■ **TASK 1**
Rewrite the paragraph of the passage on elective courses that begins "Historically, the optional feature" as a short bulleted list that keeps its main facts.
■ **TASK 2**
Go on with the passage on elective courses, starting after its last sentence.

■ **DOCUMENT PASSAGE**
Abstract
Elective courses, as the name implies, are the courses fundamentally optional in nature. Such courses are offered to students to allow them to have diversified and specific learning experiences in the area of interest, beyond fixed curricular boundaries. Though, elective courses started gaining importance in health professions training during last century, their full potential is still untapped. With the introduction of massive open online courses, more such courses are on offer. This perspective discusses the opportunities available to introduce elective courses as well as the opportunities provided by the elective courses to improve students’ learning and help in their professional development.
Introduction
Electives imply varied meanings, ranging from specialized training to interest based courses to courses undertaken outside own college. In its simplest form, electives are the curricular contents during any training program where a student has the freedom to choose a part of the course element. In contrast to mandatory or core courses which every student must take in order to complete a training program; for electives, students can choose from available course options as per their interest.
Historically, the optional feature in an educational program was part and parcel of curriculum of many schools even during mediaeval period. In 1819, the concept first appeared in the United States in the curriculum of the University of Virginia. Harvard introduced it in 1826.1 Electives were advocated to be introduced in secondary school as supervised electives during late 1890s.2 Around the same time, electives started gaining importance in the medical school curriculum of the United States too.3
The full potential of electives in health professions training started being recognized in the late 1990s. Nursing electives, in different areas of specialization were introduced.4,5 Electives in medical education had been introduced as project work, and wellness clinics.6,7 Few reports of elective courses in dental and physiotherapy have also emerged.8,9 Now a days, web-based or online elective courses are increasingly being delivered in health professions education.10 These courses are either part of regular curriculum of some institute or being delivered through massive open online courses (MOOCS).

■ **INFORMATION SHOWN**
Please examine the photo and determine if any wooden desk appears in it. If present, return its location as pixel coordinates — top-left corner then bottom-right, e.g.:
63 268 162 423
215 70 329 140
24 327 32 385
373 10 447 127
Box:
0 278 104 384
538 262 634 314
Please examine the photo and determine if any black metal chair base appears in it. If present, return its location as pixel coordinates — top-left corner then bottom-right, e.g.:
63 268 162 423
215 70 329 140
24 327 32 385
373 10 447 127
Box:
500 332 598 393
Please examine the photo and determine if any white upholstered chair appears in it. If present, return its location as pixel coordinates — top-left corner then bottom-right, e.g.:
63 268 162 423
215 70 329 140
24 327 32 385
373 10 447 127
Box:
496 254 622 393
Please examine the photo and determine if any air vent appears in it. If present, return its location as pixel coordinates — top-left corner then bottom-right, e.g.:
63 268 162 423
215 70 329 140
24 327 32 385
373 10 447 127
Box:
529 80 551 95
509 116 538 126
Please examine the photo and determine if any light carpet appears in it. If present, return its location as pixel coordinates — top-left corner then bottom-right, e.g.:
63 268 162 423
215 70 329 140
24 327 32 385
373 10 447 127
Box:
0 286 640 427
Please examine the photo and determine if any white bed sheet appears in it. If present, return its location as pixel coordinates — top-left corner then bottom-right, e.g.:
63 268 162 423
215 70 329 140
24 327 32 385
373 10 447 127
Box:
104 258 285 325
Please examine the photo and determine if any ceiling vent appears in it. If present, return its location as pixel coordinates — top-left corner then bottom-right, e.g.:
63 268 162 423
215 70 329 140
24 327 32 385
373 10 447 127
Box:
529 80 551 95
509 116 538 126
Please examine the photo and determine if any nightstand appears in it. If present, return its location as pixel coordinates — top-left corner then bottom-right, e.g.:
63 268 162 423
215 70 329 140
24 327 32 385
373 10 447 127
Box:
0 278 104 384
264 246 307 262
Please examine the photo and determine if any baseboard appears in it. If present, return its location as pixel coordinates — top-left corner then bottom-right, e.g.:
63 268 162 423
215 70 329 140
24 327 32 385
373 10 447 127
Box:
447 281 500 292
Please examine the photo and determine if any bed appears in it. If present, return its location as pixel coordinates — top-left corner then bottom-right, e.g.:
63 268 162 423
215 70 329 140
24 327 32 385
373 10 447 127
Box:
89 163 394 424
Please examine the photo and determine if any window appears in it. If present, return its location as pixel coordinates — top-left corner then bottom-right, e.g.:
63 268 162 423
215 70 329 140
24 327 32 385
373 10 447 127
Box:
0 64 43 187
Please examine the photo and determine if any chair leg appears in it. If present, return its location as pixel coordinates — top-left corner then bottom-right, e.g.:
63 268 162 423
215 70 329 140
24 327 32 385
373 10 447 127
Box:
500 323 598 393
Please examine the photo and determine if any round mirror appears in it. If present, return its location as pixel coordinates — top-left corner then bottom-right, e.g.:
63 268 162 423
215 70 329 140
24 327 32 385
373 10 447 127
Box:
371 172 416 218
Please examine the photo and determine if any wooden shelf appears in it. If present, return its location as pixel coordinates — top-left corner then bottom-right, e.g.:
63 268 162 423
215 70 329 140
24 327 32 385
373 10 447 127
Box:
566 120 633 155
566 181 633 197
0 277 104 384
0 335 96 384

■ **WRITTEN ANSWER 1**
- Optional elements were already part of many school curricula in the medieval period.
- In the United States, the concept first appeared in 1819 in the University of Virginia's curriculum.
- Harvard introduced it in 1826.
- In the late 1890s, supervised electives were advocated for secondary schools.
- Around the same time, electives began to gain importance in U.S. medical school curricula.

■ **WRITTEN ANSWER 2**
Rationale for electives
Why electives? Those curricular aspects which are offered as electives can as well be made a part of the regular curriculum as core subjects. Why to make some portion as optional?
Well, the answer lies in the inherent potential of elective courses to offer opportunities to the learners for the specific and specialized training in the area of current or future interest, beyond the routine curricular training.
It has been seen that allowing the students to choose some of the topics enhances the level of interest of the students in the program and helps them build personal skills.11 Students undergoing elective programs have often marked electives as being innovative and interesting.12 Besides breaking the monotony of regular teaching in a fixed curriculum, electives provide multidimensional and varied learning experiences, making inter-professional education possible. By choosing course content themselves, students feel more responsive and responsible; no doubt students prefer the idea of free electives.13
Electives have been postulated to promulgate transformative learning.6 Transformative learning is a two phase process involving instrumental and communicative learning.14 Whereas primary focus of instrumental learning is on ‘learning through task-oriented problem solving and determination of cause and effect relationships’, communicative learning focuses on the ‘understanding how others communicate their feelings, needs and desires with another person’.6 Instrumental learning helps the learner to improve specific clinical skills while communicative learning helps to inculcate critical thinking skills [Fig. 1]. The immense potential of elective courses in promoting transformative learning needs to be tapped.
Fig. 1.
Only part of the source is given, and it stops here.